> Task
Please write out all the records again with "Spot" switched to "Locate" everywhere and nothing else changed. Leave the pictures out.

================================

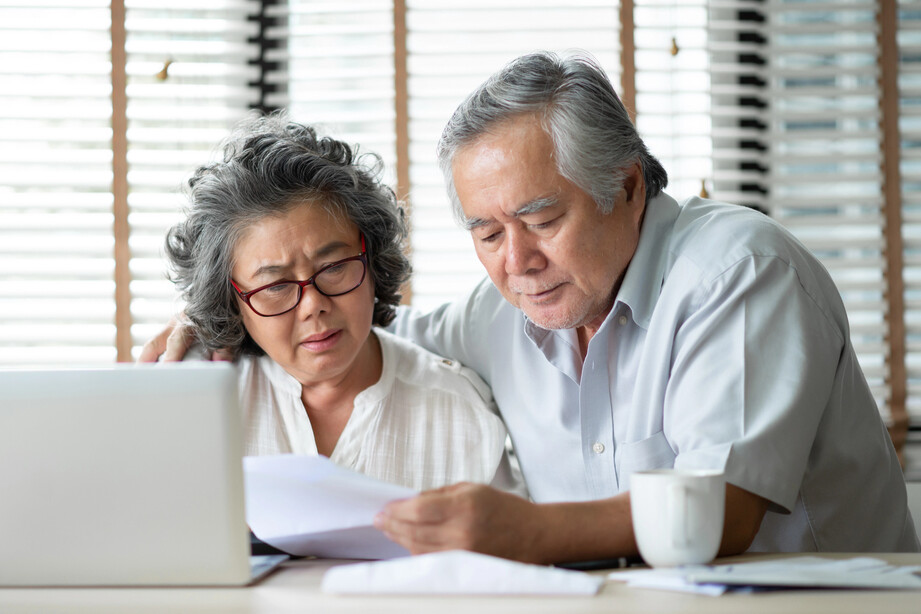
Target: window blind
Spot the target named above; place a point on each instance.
(797, 132)
(452, 47)
(189, 74)
(56, 266)
(188, 81)
(909, 86)
(673, 88)
(336, 69)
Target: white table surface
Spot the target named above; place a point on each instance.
(295, 587)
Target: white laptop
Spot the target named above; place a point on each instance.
(123, 475)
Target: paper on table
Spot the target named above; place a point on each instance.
(457, 572)
(307, 505)
(800, 572)
(792, 572)
(669, 579)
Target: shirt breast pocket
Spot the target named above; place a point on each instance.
(650, 453)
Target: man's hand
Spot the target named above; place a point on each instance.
(465, 517)
(171, 343)
(482, 519)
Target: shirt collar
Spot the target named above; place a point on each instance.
(646, 271)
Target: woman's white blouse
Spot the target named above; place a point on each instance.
(427, 422)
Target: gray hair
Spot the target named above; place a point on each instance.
(593, 137)
(271, 165)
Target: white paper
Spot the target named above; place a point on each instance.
(457, 572)
(307, 505)
(671, 579)
(792, 572)
(802, 572)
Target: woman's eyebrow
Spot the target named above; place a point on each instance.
(323, 252)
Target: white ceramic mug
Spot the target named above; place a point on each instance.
(677, 515)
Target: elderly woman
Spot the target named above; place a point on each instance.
(291, 257)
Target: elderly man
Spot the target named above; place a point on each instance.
(621, 331)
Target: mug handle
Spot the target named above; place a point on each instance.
(677, 505)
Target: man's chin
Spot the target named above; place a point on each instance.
(549, 319)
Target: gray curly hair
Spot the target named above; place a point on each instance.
(269, 166)
(593, 137)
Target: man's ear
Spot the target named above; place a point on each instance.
(635, 187)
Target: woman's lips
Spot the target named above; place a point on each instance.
(321, 341)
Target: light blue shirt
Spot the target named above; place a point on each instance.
(727, 348)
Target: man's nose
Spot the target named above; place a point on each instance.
(522, 254)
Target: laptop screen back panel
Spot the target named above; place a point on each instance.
(122, 476)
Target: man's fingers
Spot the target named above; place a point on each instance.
(416, 537)
(178, 342)
(431, 507)
(152, 350)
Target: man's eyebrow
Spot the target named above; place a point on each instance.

================================

> Solution to this problem
Target: window blind
Locate the target named above; place a point on each instance.
(797, 132)
(452, 47)
(189, 74)
(56, 266)
(188, 81)
(909, 86)
(673, 88)
(336, 69)
Target: white table surface
Locate the target named above; place a point on each instance.
(295, 587)
Target: white laptop
Locate the target named above; place a point on each instance.
(123, 475)
Target: paper on table
Locate the target named above; place a point on each instance.
(457, 572)
(307, 505)
(800, 572)
(792, 572)
(669, 579)
Target: shirt breast pocket
Locate the target named above; place a point on each instance.
(650, 453)
Target: man's hand
Locate the target named above; place a point on each instance.
(465, 517)
(171, 343)
(482, 519)
Target: shirt collar
Locate the target named above; place a point on each instance.
(646, 271)
Target: woman's white blouse
Locate the target named above; place a point on each instance.
(427, 422)
Target: gray hair
Locate the target named above; place a point on each instance.
(593, 137)
(271, 165)
Target: white paper
Locate the target named above; place a point on each instance.
(457, 572)
(307, 505)
(671, 579)
(792, 572)
(802, 572)
Target: woman's eyebrow
Locate the target named above; place a point on each instance.
(323, 252)
Target: white ceramic mug
Locate the target named above; place a point on each instance.
(677, 515)
Target: elderly woman
Locate the target named above; place a point on each instance.
(291, 257)
Target: elderly man
Locate the target named above; place a point on each instance.
(621, 331)
Target: mug handle
Locate the target named above; place a point on each instance.
(677, 505)
Target: man's chin
Locate the target named above; place a point on each instance.
(549, 319)
Target: gray curly hair
Locate the target named above; place a point on each instance.
(269, 166)
(593, 137)
Target: man's ear
Locate the target named above; place a point on each instance.
(635, 187)
Target: woman's lips
Locate the target named above; place a point on each instance.
(321, 341)
Target: light blue shirt
Locate the target named above; place a point on each instance.
(727, 348)
Target: man's nose
Locate the target named above; place a point on each instance.
(522, 254)
Target: laptop screen back panel
Locate the target named above; place a point on each instance.
(122, 476)
Target: man's fingers
Locate the target named above; place a point on each instance.
(416, 537)
(178, 342)
(431, 507)
(152, 350)
Target: man's eyebrow
Locate the target named above; place a point on each instance.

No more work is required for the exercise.